SET TASK 1 ▸ Retype the records exactly, starting at the beginning of the records and ending with the line that contains "471,324 -> 560,383", including both ends. Leave the pictures out of your answer.

PAGE EXCERPT ▸
=====

That is correct! Hermetic magic can do almost anything, assuming you learn the right bits and learn it well enough. All magical spells are performed by combining a Technique - that is, a verb - and a Form - a noun. Sometimes you might use multiple Forms or Techniques, but that’s not that common and primarily means you’re working with the lowest of whatever Forms and whatever Techniques are involved.

There are five Techniques:
Creo - “I create”, the Technique of creation and improvement.
Intellego - “I understand”, the Technique of gaining information and knowledge.
Muto - “I change”, the Technique of alteration and change
Perdo - “I destroy”, the Technique of harm and destruction
Rego - “I control”, the Technique of control and command

There are ten Forms:
Animal - “Animal”, the Form of all animal life (that is to say, if it moves around, is natural and isn’t human-looking) and animal-based materials
Aquam - “Water”, the Form of the element of water and all liquids (but not weather)
Auram - “Air”, the Form of the element of air, all gases and weather
Corpus - “Body”, the Form of the physical human form
Herbam - “Plant”, the Form of all plant life and plant-based materials
Ignem - “Fire”, the Form of the element of fire, heat and light
Imaginem - “Image”, the Form of the senses, including visual images, sounds, tastes, texture and so on. (This relies heavily on medieval physics - all things emit a sort of sensory particle that various parts of the body intercept and interpret, so an illusion cast on a thing affects the thing’s emission of particles rather than the person perceiving the thing.)
Mentem - “Mind”, the Form of intelligence, the human mind, thought, emotion and ghosts. (Does not apply to animal minds, which are covered by Animal.)
Terram - “Earth”, the Form of the element of earth, metal, minerals and in general non-living solid materials.
Vim - “Power”, the Form of magic. Covers metamagical spells that affect other spells, as well as demons and several other supernatural beings.

Hermetic magic can essentially do anything covered by a combination of those Techniques and Forms, with a few notable exceptions. We’ll talk about the Limits of Magic soon. Any given wizard will be able to use only a fraction of the possible combinations, as each wizard has different scores in each Art. It is possible, if difficult, for wizards to unify their skills via ritual magic, so that they can perform spells that would be beyond any individual member of the ritual, but even then, they’re limited by the total abilities in the relevant Arts of the group.

The Limits of Magic are well known to the Order of Hermes. They have discovered that certain other traditions are able to break some of the Limits, though never all, and some cannot be broken, period. All derive from the two Fundamental Limits of Magic - two things that magic can never do.

  1. The Limit of the Divine: Magic cannot affect God. Anything that tries fails, period. This is why Hermetic magic cannot stand against miracles, which of course are the reified will of God, and why for example the transubstantiated bread and wine at a Mass are immune to any form of magic - as would be any similar materials for other monotheistic faiths. Saints, angels and other divine agents are protected from magic to some extent, but unlike God, they rarely have complete immunity unless God specifically grants them that protection. Which God rarely does. Essentially: if a being other than God does something, you can oppose it with magic, though it may not be easy. God’s direct action and will, however, will beat magic every time. God is the single most powerful force in Ars Magica and you do not want to start a fight with omnipotence.

=====

Entries for bounding box labeling:
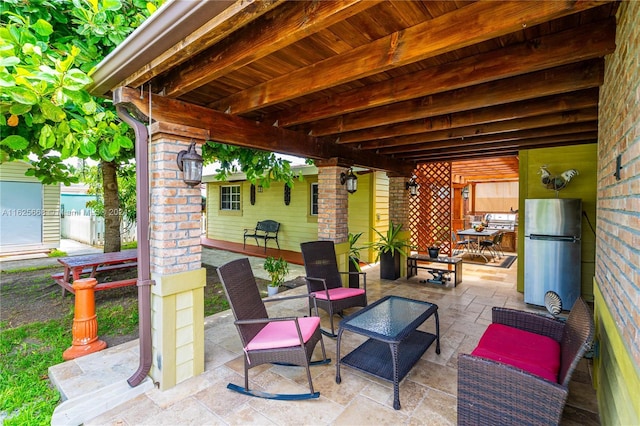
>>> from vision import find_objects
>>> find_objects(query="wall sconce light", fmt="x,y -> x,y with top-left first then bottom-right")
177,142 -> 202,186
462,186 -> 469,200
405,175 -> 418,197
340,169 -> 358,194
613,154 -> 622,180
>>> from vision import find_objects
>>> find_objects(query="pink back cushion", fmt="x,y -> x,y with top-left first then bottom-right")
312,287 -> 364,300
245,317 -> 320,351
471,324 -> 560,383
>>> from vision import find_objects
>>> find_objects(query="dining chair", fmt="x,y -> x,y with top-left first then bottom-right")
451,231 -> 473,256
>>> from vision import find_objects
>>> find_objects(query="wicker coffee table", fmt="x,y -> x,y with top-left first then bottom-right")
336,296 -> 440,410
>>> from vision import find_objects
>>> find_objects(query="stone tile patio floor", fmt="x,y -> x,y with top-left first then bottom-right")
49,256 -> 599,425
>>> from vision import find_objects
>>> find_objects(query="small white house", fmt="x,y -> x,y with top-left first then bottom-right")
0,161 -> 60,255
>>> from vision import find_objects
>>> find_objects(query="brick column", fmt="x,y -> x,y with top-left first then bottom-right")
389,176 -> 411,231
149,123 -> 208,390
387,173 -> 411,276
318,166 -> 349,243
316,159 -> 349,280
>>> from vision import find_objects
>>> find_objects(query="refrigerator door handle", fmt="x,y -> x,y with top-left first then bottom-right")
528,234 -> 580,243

=====

SET TASK 2 ▸
Answer these questions from the passage on Hermetic magic.
(a) How many Techniques are there?
(b) Which Form covers the element of fire, heat and light?
(c) Under the Limit of the Divine, what can magic not affect?

REPLY 1 ▸
>>> from vision import find_objects
>>> find_objects(query="wall sconce light", fmt="x,y -> x,y with top-left first then bottom-right")
177,142 -> 202,186
462,186 -> 469,200
405,175 -> 418,197
340,169 -> 358,194
613,154 -> 622,180
>>> from vision import find_objects
>>> find_objects(query="pink back cushion", fmt="x,y -> x,y with top-left first then bottom-right")
312,287 -> 364,300
245,317 -> 320,351
471,324 -> 560,383

REPLY 2 ▸
(a) Five.
(b) Ignem.
(c) God.